▶ _Written problem_:
Format the part of the listing that opens with the line containing "point: white cat" and runs to the listing's last line, both included, as a JSON list of strings with one string per line and blank lines skipped.

Labeled-object pointing entries
-------

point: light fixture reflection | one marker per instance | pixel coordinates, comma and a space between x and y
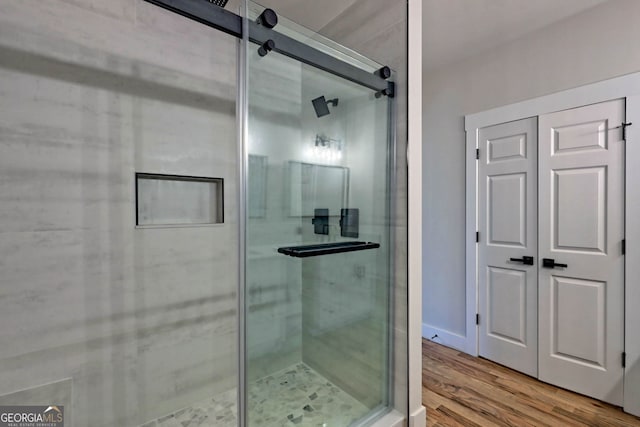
327, 149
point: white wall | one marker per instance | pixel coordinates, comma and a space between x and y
597, 44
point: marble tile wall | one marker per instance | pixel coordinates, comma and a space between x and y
143, 321
346, 297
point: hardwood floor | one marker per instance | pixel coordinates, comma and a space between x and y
461, 390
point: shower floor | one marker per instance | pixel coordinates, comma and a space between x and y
295, 396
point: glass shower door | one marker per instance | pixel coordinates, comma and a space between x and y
318, 255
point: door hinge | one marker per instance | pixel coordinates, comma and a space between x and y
624, 130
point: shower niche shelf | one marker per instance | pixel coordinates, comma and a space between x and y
306, 251
176, 200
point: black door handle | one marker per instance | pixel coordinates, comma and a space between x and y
526, 260
551, 263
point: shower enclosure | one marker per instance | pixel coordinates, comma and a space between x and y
197, 215
318, 246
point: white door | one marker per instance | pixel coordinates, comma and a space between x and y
581, 190
507, 216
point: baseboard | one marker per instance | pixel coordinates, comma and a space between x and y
441, 336
418, 418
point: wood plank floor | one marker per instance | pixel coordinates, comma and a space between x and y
461, 390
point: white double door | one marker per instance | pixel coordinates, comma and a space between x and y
551, 266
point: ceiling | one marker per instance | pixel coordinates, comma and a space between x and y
456, 29
452, 29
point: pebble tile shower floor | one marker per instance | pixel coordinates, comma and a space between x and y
296, 396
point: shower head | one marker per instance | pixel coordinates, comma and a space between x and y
221, 3
321, 105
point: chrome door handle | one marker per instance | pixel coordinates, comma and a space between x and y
551, 263
526, 260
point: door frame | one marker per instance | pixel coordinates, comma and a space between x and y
628, 87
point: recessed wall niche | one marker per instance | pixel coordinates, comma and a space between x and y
166, 200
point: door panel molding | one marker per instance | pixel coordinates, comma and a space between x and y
628, 87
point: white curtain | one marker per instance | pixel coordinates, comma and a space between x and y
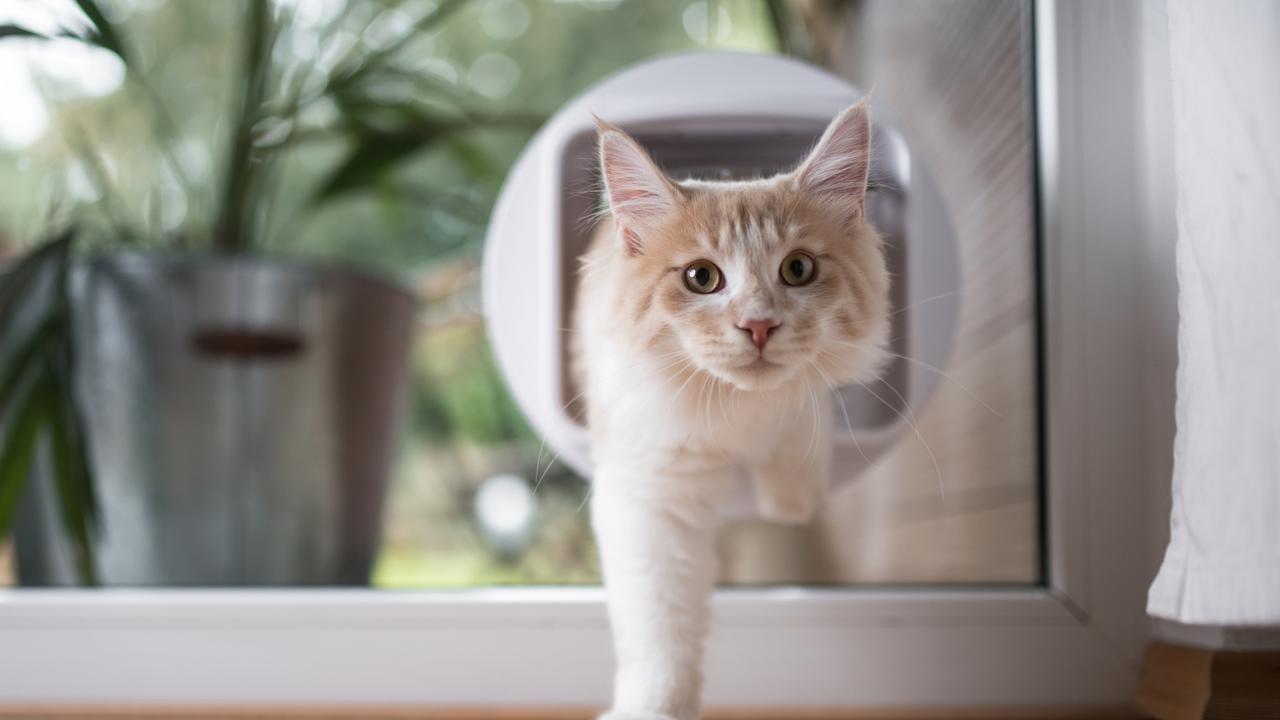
1223, 563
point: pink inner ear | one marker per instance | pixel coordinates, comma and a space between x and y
840, 163
638, 191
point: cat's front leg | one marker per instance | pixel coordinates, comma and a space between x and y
656, 532
792, 478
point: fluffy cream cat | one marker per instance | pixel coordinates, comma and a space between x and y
712, 320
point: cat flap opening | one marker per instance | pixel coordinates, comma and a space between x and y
713, 115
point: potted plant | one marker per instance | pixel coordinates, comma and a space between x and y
187, 409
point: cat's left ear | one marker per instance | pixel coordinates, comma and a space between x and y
839, 167
640, 195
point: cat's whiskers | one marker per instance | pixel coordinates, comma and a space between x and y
844, 408
926, 301
675, 358
812, 447
927, 367
933, 459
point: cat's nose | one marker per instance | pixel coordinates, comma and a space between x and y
759, 329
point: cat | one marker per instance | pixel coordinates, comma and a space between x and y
712, 322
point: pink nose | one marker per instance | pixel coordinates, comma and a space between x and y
759, 329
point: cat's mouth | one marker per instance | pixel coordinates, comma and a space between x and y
760, 365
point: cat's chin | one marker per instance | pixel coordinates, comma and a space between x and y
757, 376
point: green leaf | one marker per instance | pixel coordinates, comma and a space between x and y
18, 282
18, 450
16, 31
371, 158
104, 30
71, 464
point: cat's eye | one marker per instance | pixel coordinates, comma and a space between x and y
703, 277
799, 268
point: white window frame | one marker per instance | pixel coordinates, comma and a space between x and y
1077, 641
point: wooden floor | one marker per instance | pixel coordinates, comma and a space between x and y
120, 712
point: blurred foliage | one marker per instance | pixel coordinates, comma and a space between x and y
37, 405
374, 132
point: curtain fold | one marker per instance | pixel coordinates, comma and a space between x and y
1223, 563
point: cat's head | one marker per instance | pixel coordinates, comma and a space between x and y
759, 283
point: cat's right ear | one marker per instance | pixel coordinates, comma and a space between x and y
640, 195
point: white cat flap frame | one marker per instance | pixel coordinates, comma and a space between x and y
712, 114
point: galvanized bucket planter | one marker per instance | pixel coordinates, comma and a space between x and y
242, 417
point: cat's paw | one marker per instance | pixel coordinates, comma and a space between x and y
791, 506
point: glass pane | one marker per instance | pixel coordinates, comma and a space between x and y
373, 177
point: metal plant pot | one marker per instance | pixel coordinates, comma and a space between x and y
242, 417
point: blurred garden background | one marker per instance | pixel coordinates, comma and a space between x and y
391, 128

-------

▶ _Finished task_:
[
  "point: white cat flap frame | one marker per instance | pixel coordinates, comma and a space between x and y",
  "712, 114",
  "point: galvanized bucket planter | one marker per instance | pixel coordinates, comma and a space between x and y",
  "242, 417",
  "point: cat's paw | one marker per instance | pixel coordinates, comma and a space between x and y",
  "791, 506",
  "point: glass pane | one marker per instance | pixel coordinates, comma and a space between x and y",
  "373, 177",
  "point: metal plant pot | one marker per instance | pixel coordinates, comma and a space between x and y",
  "242, 417",
  "point: blurred garden background | one marker per instance | pixel coordinates, comma and a space between x and y",
  "391, 128"
]